■ Exercise description
Which lines of the entries below hold the word "reflective"? Report each of them.

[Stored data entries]
------------------------------------
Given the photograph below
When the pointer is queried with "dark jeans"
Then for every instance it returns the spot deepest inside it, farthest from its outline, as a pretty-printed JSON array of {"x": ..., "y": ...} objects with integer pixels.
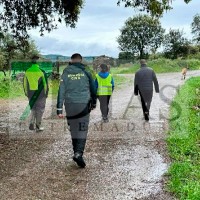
[
  {"x": 104, "y": 104},
  {"x": 37, "y": 111},
  {"x": 146, "y": 98},
  {"x": 78, "y": 121}
]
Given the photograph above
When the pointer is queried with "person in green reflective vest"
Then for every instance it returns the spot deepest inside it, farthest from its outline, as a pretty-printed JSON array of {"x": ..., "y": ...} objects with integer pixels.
[
  {"x": 105, "y": 86},
  {"x": 36, "y": 89}
]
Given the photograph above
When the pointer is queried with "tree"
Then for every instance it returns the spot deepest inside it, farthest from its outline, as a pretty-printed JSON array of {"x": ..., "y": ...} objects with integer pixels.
[
  {"x": 176, "y": 45},
  {"x": 196, "y": 28},
  {"x": 126, "y": 56},
  {"x": 19, "y": 16},
  {"x": 26, "y": 49},
  {"x": 154, "y": 7},
  {"x": 141, "y": 34},
  {"x": 2, "y": 62}
]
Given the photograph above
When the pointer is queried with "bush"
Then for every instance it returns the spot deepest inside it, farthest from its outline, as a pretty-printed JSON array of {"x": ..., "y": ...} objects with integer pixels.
[{"x": 183, "y": 143}]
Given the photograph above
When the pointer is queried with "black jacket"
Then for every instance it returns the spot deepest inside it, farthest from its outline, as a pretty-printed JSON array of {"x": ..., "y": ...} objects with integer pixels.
[
  {"x": 76, "y": 87},
  {"x": 144, "y": 79}
]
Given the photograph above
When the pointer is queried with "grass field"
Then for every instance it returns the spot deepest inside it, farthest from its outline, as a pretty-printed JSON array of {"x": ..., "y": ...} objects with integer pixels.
[
  {"x": 159, "y": 66},
  {"x": 184, "y": 142}
]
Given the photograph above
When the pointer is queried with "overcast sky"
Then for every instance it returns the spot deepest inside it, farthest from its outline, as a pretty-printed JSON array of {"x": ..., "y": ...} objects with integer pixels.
[{"x": 98, "y": 27}]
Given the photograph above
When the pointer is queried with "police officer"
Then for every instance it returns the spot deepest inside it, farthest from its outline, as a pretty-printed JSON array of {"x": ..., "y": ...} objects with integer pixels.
[
  {"x": 36, "y": 89},
  {"x": 77, "y": 91},
  {"x": 105, "y": 85},
  {"x": 143, "y": 84}
]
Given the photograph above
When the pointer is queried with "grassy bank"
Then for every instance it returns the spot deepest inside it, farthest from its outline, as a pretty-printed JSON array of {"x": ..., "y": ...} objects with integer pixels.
[
  {"x": 184, "y": 142},
  {"x": 159, "y": 65}
]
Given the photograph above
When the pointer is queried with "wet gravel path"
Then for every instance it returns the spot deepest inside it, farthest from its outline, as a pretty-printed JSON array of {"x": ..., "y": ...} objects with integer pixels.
[{"x": 126, "y": 158}]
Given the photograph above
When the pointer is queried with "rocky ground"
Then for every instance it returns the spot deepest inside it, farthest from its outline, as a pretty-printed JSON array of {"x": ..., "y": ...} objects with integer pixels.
[{"x": 126, "y": 158}]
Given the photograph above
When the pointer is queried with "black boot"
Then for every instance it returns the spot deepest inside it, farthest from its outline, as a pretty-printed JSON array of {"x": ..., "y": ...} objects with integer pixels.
[
  {"x": 78, "y": 158},
  {"x": 146, "y": 116}
]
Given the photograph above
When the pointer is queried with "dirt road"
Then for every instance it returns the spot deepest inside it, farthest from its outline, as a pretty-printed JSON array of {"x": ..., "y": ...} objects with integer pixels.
[{"x": 126, "y": 158}]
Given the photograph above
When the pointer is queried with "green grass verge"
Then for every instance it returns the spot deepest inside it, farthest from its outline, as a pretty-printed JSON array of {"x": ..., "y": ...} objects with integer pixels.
[{"x": 184, "y": 142}]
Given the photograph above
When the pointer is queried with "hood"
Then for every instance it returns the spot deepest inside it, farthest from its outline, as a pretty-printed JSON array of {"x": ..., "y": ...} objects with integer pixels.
[
  {"x": 103, "y": 74},
  {"x": 143, "y": 65},
  {"x": 80, "y": 65}
]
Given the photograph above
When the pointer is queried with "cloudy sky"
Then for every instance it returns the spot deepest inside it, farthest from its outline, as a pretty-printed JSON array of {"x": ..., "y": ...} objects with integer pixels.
[{"x": 99, "y": 24}]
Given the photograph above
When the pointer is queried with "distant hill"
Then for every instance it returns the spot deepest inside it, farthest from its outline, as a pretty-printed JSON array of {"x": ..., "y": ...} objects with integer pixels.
[{"x": 54, "y": 58}]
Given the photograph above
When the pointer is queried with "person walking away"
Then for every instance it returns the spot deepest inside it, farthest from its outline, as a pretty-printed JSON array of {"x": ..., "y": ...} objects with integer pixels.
[
  {"x": 184, "y": 72},
  {"x": 143, "y": 84},
  {"x": 36, "y": 89},
  {"x": 78, "y": 93},
  {"x": 105, "y": 86}
]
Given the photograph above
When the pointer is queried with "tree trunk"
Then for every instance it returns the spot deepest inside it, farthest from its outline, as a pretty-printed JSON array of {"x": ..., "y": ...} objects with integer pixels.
[{"x": 3, "y": 72}]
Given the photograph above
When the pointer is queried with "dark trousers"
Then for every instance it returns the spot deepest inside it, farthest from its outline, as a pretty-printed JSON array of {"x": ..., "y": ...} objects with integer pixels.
[
  {"x": 104, "y": 104},
  {"x": 146, "y": 98},
  {"x": 78, "y": 121},
  {"x": 37, "y": 110}
]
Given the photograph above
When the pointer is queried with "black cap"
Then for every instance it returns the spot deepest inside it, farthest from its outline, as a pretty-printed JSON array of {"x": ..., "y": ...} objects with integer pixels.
[{"x": 76, "y": 55}]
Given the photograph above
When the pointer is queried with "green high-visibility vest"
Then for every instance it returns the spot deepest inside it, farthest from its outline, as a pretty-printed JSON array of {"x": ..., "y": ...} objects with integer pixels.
[{"x": 104, "y": 85}]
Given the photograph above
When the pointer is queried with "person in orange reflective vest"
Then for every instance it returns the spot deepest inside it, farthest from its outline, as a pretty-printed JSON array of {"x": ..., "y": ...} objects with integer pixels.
[{"x": 105, "y": 86}]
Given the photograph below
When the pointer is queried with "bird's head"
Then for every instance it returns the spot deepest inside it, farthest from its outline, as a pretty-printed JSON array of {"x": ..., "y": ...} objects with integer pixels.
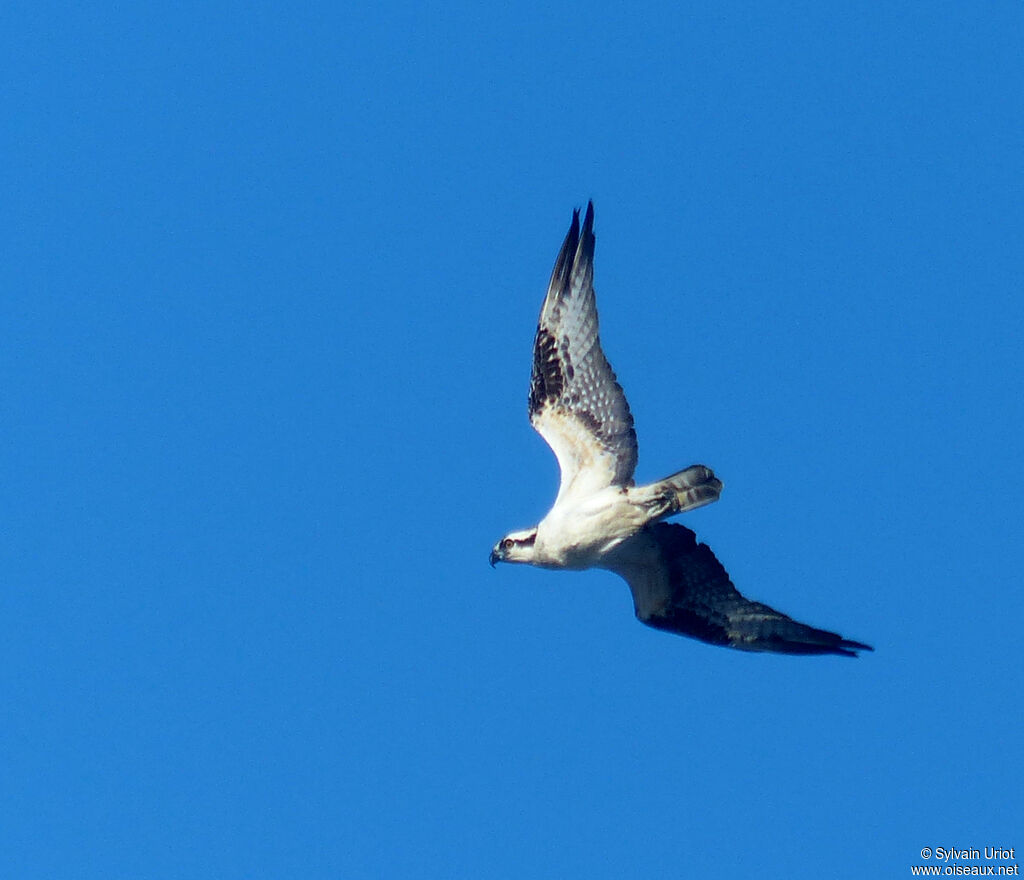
[{"x": 515, "y": 547}]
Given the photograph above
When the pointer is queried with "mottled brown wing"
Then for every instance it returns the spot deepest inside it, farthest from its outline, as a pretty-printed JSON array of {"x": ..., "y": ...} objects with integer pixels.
[
  {"x": 679, "y": 586},
  {"x": 576, "y": 404}
]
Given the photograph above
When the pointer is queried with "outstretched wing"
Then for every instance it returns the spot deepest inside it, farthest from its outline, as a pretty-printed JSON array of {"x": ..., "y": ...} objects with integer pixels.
[
  {"x": 574, "y": 402},
  {"x": 678, "y": 585}
]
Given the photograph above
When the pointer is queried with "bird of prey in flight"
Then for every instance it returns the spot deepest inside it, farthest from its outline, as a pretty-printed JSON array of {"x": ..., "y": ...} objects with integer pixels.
[{"x": 601, "y": 519}]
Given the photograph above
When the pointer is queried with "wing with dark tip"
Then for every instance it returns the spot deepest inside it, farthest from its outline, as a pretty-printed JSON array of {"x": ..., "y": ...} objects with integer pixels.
[
  {"x": 574, "y": 402},
  {"x": 678, "y": 585}
]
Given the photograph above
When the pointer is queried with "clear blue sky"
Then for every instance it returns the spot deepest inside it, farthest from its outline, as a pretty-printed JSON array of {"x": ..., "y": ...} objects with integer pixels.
[{"x": 269, "y": 287}]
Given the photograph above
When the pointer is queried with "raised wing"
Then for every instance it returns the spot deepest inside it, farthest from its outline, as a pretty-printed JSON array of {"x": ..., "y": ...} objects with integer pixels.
[
  {"x": 574, "y": 402},
  {"x": 678, "y": 585}
]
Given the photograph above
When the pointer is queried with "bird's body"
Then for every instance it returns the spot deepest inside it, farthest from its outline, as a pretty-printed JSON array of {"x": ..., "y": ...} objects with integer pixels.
[{"x": 600, "y": 518}]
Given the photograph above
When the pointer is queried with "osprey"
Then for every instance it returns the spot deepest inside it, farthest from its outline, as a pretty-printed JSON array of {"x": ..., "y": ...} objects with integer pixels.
[{"x": 600, "y": 518}]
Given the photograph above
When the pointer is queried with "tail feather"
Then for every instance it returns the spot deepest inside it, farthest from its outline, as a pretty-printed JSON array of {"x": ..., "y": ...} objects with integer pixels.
[{"x": 687, "y": 490}]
------------------------------------
■ Solution to this exercise
When the pointer is queried with "person in green reflective vest"
When the pointer is queried with "person in orange reflective vest"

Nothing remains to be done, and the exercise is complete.